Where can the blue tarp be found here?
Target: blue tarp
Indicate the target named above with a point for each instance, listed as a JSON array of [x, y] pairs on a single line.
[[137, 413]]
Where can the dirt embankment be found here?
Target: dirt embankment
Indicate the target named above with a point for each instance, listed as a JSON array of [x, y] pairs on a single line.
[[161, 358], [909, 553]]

|---|

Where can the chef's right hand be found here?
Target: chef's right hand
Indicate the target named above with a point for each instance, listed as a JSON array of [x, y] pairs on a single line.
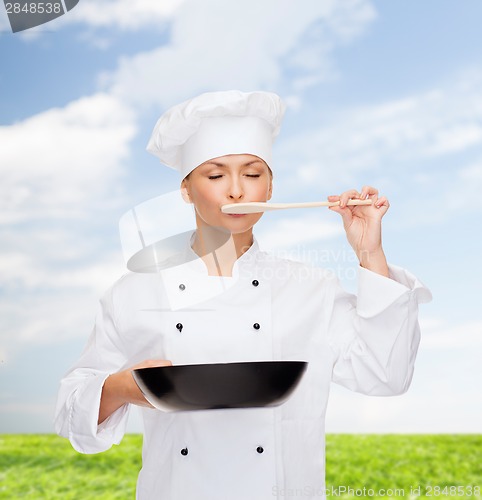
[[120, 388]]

|---|

For this listing, copy out every line that includes the word "dirt".

Where can the dirt embankment be found here?
Target: dirt embankment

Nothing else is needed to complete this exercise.